- Blazon Arms: Quarterly: 1st and 4th grand-quarters, quarterly, I & IV, Gules, three Lions passant guardant, armed and langued Azure (England); II, Or, a Lion rampant Gules, armed and langued Azure, within a Double-Tressure flory counter-flory Gules (Scotland); III, Azure, a Harp Or, stringed Argent (Ireland); over all an Inescutcheon tiercé reversed i, Gules, two Lions passant guardant Or, armed and langued Azure; ii, Or, semée of Hearts Gules, a Lion rampant Azure; iii, Gules, a Horse courant Argent; the whole differenced by a Label of three-points Argent, the centre charged with a Cross Gules, and the outer with two Hearts Gules: 2nd and 3rd grand-quarters, Or, three Stag’s Attires fesswise in pale, the points of each attire to the sinister Sable (Württemberg), Impaling Or, three Lions passant in pale Sable, langued Gules, the sinister Forepaws Gules (Swabia), over all an Inescutcheon lozengy bendy sinister Sable and Or (Teck). Crest: A Dog’s Head and Neck lozengy bendy sinister Sable and Or, langued Gules. Supporters: Dexter: A Lion Sable, the dexter forepaw Gules. Sinister: A Stag proper.
- Creation date: 16 July 1917
- Creation: Second
- Created by: King George V
- Peerage: Peerage of the United Kingdom
- First holder: Adolphus Cambridge, 1st Marquess of Cambridge
- Last holder: George Cambridge, 2nd Marquess of Cambridge
- Remainder to: The 1st Marquess’s heirs male of the body lawfully begotten
- Subsidiary titles: Earl of Eltham Viscount Northallerton
- Status: Extinct
- Extinction date: 16 April 1981
- Motto: FIDES ET FIDELIS (Fearless and faithful)

TO BE DONE
A – According to the Marquess of Cambridge entry, on what date did the title become extinct?
B – Continue the Marquess of Cambridge entry from its final line.

DATASET SECTION
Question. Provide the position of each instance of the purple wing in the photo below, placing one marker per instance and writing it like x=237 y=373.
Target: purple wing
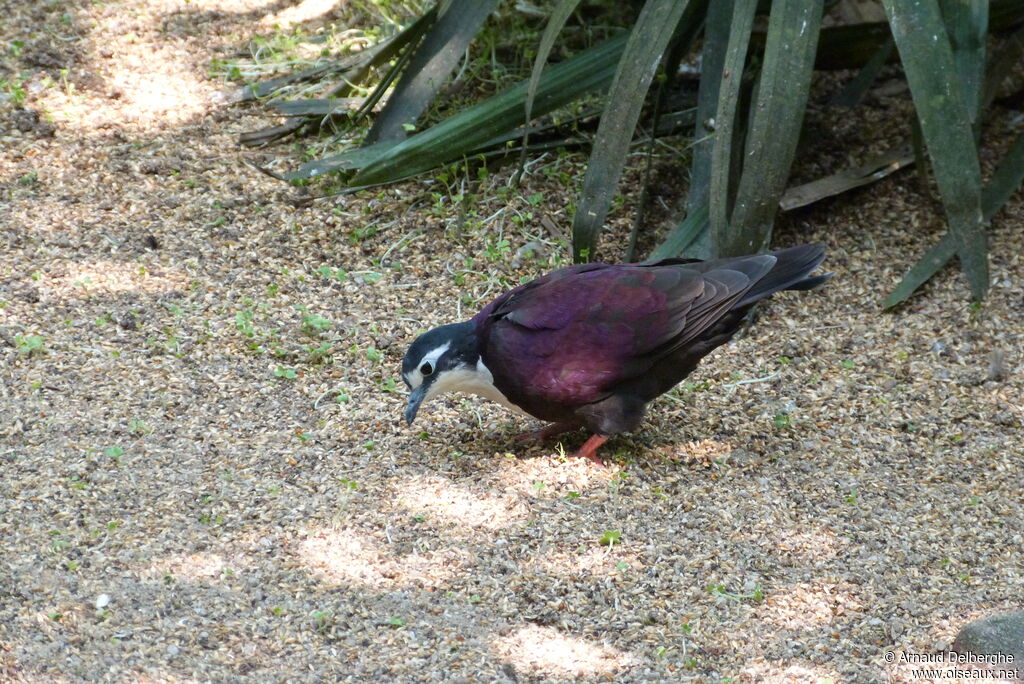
x=571 y=336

ANSWERS TO THE PROBLEMS
A – 16 April 1981

B –
= Marquess of Cambridge =

Title in the peerages of England and the United Kingdom

Marquess of Cambridge was a title that was created twice, once in the Peerage of England and once in the Peerage of the United Kingdom.

The first creation was for Prince George Augustus in 1706, when he was created Duke of Cambridge, Marquess of Cambridge, Earl of Milford Haven, Viscount Northallerton and Baron of Tewkesbury. He succeeded to the Dukedoms of Cornwall and Rothesay on his father's accession to the throne on 1 August 1714. His titles merged with the Crown when he succeeded to the throne as King George II in 1727.

The second creation (along with the subsidiary titles Earl of Eltham and Viscount Northallerton) was in 1917 for Adolphus, Duke of Teck, brother of Queen Mary and brother-in-law of King George V, when he gave up his German titles and took the surname "Cambridge". Adolphus Cambridge was a grandson of Prince Adolphus, Duke of Cambridge through his daughter Princess Mary Adelaide of Cambridge.

Upon the death of the second Marquess without any male heirs, the marquessate became extinct.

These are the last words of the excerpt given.